--- Text block ---
Dear Hurt Hub community,

Today, we acknowledge the unrest and pain in our community and our country, stemming from systemic racism and police brutality. This past week, our team has reflected upon our collective responsibility and duty to respond with action. In that process, we returned to our values, posted on the wall above our coworking desks:
 
OUR VALUES 
Our strength is in our community.
Our passion is impact.
Our drive is to accelerate.

WE… 
Respect diversity of all kinds.
Make friends, not contacts.
Believe in giving, not taking.
Help others before helping ourselves.
Listen before advising.
Celebrate success and failure.
Never stop learning.

WHAT DRIVES INNOVATION 
Innovation exists where diversity of culture, age, origin, gender, experience and perspective collide to test our limits and push our boundaries.


Today we reaffirm these values as we stand in solidarity with Black, Indigenous, and people of color members of our community: students, colleagues, coworking members and local residents. We admit these values are only a start, and there is more work to do to become the community we aspire to be. It is not enough to respect diversity of all kindsas an engine of innovation; we must actively and loudly condemn racism, and the acts of discrimination and violence spawned by it, as utterly reprehensible and unacceptable. We pledge to never stop learning, and to listen before advising, as we educate ourselves, examine our own structures and practices, and work toward a more just and welcoming community.

Our strength is in our community.
--- Dataset content ---
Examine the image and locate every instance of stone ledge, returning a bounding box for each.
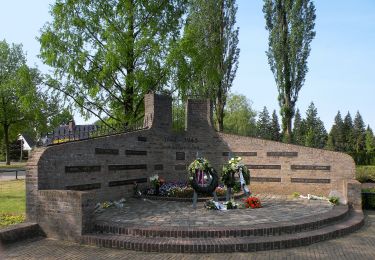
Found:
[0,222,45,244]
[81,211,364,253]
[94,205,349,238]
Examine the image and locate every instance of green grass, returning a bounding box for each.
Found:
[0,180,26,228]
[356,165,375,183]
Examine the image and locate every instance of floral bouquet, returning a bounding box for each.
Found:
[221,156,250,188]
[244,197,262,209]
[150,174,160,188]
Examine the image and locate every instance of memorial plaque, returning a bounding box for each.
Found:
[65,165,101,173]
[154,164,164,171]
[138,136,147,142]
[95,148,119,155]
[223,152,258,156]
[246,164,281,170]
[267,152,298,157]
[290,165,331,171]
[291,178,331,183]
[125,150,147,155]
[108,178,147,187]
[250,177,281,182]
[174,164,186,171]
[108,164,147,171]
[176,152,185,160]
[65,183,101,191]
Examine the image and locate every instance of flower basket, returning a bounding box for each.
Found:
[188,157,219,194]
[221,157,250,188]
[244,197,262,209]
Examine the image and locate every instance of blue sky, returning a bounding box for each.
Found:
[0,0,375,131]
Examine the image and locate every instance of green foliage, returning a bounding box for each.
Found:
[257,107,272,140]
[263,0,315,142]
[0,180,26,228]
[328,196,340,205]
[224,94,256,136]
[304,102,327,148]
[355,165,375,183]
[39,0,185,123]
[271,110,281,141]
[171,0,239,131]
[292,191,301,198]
---
--- Dataset content ---
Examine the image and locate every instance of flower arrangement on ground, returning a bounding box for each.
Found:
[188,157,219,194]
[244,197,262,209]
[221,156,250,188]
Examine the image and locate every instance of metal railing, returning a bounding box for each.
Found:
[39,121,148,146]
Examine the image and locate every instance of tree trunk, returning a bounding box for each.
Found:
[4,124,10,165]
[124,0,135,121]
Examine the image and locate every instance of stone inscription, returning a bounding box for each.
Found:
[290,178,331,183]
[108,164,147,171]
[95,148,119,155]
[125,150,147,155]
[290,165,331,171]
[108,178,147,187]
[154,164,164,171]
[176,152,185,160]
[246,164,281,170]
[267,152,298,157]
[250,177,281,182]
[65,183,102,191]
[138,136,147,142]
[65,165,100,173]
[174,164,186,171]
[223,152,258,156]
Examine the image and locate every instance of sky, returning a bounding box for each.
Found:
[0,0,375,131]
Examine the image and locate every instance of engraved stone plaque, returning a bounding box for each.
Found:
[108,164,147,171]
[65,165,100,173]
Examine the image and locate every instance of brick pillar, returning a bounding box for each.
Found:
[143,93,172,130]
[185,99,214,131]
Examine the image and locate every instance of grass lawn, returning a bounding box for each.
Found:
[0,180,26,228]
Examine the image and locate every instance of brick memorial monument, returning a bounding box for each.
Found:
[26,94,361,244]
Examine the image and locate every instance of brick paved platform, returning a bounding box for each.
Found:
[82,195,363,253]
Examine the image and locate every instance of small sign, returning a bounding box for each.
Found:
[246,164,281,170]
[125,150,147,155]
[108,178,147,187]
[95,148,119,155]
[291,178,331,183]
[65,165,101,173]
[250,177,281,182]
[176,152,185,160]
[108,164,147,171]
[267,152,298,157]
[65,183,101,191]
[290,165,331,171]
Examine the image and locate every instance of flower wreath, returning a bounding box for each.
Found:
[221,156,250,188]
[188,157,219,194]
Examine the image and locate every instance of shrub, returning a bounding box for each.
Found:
---
--- Dataset content ---
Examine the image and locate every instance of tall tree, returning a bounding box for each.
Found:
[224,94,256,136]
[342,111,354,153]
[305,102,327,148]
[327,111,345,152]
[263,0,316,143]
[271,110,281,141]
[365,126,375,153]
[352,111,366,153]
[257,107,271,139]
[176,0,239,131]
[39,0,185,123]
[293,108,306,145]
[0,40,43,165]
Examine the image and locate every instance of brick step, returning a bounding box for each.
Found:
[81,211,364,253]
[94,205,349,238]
---
* Task item
In the letter to the Hurt Hub community, where were the team's values posted?

* Result of this task
On the wall above their coworking desks.